The Tourist
Those actors are Angelina Jolie and Johnny Depp. Both are fine on their own, but maybe bringing them together into the same project was a mistake. There's no chemistry between them, no sense that they truly want to be together up there on the screen. Neither of their hearts are in their roles, and it shows. They seem to be treating this movie as an extended vacation. Seems like everyone else involved in this film had the same idea. There are some beautiful locales in The Tourist, as the movie is set mainly in Venice, Italy, with some opening scenes in Paris and London. This makes for some stunning locations to look at, but the plot that has us visiting these locations is a mess. It's labored, it's silly, and it doesn't seem to know if it wants to be a sexy thrill ride, or a comic spoof of Hitchcock thrillers. It tries to have it both ways, and just ends up being tedious.
And yet, like I said, all the elements are up their on the screen for a successful movie. Someone just forgot to put gas in the tank, so the movie constantly sputters and stalls. The opening moments offer a lot of promise and intrigue. A woman of intrigue and mystery named Elise (Jolie) is under surveillance by Scotland Yard for her connection to a mysterious thief named Alexander Pearce, who supposedly stole millions of dollars from a local gangster named Reginald Shaw (Steven Berkoff). When we meet Reginald later on, he looks and acts more like a James Bond villain than a gangster. But, maybe that's because Berkoff actually was a Bond villain once. Paul Bettany plays the head agent who's following Elise. He's good at his job. He has equipment that can decipher and piece together a letter that's been burned beyond recognition that apparently holds Elise's current orders from Alexander Pearce.

STORED DATA:
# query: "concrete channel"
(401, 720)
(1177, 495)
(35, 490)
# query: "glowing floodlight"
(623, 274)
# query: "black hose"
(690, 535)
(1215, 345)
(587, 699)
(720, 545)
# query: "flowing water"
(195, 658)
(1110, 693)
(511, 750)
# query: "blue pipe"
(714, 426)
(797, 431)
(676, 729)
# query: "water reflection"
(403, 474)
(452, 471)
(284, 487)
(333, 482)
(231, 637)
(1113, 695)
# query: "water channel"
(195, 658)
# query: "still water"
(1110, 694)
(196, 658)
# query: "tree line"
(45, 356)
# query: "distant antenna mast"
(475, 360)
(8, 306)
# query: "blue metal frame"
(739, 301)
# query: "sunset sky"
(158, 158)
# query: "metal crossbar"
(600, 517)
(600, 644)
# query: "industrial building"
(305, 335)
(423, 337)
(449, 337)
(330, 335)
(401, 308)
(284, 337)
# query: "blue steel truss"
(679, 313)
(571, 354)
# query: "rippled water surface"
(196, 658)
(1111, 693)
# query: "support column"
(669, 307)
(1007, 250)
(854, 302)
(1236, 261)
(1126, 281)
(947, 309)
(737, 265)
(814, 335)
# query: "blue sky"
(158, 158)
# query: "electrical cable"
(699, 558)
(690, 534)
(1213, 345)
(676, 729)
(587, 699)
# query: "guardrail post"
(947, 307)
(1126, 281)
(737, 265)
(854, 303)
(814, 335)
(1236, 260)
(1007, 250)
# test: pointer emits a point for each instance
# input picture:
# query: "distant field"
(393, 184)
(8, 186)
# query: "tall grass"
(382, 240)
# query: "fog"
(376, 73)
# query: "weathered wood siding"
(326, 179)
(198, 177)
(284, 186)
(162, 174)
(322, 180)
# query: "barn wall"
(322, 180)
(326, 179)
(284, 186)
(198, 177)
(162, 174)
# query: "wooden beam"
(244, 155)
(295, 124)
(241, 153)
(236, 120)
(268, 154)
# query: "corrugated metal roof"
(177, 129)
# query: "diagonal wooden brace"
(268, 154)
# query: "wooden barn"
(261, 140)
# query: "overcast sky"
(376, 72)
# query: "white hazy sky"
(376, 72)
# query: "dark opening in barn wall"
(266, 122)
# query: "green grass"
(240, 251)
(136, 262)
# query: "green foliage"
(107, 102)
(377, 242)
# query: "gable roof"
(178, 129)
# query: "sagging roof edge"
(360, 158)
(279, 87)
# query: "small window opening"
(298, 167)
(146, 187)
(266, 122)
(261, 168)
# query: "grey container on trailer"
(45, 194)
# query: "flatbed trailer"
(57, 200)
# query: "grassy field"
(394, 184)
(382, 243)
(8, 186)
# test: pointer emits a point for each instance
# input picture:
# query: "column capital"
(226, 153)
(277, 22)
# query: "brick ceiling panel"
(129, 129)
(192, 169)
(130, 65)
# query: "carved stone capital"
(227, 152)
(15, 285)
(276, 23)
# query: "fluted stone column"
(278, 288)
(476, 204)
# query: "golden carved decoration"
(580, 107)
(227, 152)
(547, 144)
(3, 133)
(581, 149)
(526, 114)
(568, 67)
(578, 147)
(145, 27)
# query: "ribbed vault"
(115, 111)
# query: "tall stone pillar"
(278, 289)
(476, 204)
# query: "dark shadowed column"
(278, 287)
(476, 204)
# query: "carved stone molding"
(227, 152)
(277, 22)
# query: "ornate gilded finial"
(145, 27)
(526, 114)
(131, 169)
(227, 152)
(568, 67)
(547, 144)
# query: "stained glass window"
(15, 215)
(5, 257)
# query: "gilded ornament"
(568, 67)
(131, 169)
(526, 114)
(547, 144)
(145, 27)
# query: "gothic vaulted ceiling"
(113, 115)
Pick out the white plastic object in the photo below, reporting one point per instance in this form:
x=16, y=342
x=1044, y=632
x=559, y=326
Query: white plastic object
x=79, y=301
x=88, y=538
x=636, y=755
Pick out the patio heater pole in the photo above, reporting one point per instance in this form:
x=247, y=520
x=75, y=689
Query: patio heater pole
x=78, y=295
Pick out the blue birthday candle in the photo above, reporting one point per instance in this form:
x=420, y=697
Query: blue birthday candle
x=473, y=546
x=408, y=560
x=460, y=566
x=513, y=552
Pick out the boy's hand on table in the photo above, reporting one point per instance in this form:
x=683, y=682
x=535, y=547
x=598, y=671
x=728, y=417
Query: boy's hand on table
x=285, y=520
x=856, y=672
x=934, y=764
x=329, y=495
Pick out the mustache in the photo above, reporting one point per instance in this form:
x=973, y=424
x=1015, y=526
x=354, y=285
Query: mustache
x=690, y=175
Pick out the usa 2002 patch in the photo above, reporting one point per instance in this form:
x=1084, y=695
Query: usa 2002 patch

TO DO: According to the review of The Tourist, in which city is the movie mainly set?

COMPLETED EXERCISE: Venice, Italy.